▶ Data for review:
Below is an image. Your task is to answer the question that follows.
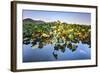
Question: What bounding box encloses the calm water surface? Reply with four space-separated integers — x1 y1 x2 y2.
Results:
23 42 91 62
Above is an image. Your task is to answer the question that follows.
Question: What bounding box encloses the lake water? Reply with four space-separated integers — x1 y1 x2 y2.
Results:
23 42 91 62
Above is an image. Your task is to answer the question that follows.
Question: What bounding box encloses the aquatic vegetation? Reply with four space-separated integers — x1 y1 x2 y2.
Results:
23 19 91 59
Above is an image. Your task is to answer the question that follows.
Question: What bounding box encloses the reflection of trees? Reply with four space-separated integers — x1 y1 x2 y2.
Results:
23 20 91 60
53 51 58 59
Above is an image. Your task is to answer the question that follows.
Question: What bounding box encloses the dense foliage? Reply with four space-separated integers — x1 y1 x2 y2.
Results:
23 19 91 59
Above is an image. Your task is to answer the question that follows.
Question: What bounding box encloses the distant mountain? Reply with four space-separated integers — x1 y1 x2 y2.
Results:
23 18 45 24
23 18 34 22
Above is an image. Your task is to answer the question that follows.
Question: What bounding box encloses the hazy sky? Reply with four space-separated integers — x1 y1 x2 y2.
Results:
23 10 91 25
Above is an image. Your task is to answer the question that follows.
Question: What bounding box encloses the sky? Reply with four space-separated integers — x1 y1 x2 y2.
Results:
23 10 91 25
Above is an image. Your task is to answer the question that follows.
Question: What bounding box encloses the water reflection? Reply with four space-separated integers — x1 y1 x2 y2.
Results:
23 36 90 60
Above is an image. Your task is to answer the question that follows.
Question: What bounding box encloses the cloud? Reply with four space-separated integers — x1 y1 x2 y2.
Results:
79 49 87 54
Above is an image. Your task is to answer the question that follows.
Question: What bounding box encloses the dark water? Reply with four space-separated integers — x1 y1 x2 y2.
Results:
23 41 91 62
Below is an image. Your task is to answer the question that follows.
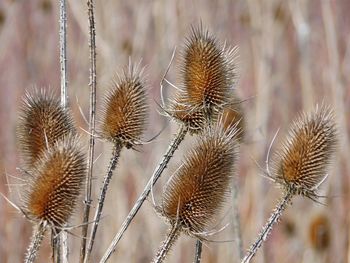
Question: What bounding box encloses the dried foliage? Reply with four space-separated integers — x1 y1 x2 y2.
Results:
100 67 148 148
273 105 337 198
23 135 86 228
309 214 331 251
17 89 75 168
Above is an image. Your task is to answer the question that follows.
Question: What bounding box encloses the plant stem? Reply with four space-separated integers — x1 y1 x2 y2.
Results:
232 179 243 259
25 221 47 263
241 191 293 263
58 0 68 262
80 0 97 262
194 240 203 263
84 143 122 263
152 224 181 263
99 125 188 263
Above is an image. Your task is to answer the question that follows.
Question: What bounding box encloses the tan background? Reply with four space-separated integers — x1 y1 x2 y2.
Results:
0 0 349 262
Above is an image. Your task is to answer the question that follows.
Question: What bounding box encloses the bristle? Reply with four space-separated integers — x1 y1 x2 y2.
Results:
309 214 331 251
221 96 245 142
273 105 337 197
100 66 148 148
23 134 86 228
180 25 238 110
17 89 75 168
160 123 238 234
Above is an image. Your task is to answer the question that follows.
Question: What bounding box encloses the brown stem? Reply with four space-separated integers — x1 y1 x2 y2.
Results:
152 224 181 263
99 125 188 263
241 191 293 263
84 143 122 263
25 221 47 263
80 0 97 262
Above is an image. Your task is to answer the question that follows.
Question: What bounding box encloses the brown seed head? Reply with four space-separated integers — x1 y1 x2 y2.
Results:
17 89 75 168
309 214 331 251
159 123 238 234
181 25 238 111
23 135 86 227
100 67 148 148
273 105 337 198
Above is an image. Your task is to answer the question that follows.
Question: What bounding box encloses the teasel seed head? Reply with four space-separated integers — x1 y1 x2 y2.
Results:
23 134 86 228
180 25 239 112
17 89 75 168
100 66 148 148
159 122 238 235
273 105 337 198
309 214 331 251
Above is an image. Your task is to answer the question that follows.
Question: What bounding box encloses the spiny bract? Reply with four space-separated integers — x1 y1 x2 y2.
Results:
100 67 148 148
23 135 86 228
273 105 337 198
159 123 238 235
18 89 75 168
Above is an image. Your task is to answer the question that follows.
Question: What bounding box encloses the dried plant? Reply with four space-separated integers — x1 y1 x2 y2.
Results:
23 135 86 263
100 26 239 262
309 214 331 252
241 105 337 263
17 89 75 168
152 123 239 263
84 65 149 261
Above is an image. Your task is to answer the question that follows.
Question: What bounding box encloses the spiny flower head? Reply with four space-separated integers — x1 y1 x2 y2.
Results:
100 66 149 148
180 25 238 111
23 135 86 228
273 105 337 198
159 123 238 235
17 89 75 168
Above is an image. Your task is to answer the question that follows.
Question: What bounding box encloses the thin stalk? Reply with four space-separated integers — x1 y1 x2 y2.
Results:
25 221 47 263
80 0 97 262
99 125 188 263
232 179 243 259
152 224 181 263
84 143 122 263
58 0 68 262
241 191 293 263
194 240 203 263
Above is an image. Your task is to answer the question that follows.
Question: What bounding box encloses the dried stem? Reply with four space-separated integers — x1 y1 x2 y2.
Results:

* * *

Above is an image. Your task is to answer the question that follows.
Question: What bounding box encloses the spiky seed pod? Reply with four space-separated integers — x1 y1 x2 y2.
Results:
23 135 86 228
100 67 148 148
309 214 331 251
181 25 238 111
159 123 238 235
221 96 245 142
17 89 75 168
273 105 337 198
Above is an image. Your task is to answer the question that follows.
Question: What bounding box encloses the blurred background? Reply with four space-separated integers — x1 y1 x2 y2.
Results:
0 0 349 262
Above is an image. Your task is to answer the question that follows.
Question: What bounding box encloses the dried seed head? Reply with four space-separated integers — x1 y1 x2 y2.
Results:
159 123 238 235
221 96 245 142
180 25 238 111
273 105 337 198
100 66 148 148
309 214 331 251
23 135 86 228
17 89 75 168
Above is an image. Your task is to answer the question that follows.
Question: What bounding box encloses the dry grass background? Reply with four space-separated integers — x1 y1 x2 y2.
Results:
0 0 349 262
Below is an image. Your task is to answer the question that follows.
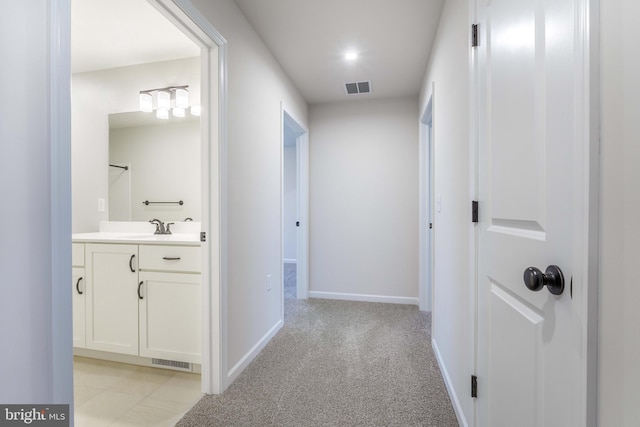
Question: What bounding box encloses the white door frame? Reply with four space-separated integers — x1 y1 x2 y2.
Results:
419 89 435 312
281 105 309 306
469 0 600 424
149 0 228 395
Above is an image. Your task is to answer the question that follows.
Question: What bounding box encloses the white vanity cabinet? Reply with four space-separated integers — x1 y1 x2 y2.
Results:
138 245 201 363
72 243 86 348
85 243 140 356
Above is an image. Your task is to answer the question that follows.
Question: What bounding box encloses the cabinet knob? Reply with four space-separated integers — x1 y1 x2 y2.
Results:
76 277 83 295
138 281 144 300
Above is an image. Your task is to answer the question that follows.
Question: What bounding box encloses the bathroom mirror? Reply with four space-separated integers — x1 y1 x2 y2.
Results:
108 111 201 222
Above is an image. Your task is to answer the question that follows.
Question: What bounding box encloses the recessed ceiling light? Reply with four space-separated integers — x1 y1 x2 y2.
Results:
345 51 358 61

▶ Assignment: Look through the entries and give the number of lines containing the word "white". Add nothing else.

▶ Exercise response: 2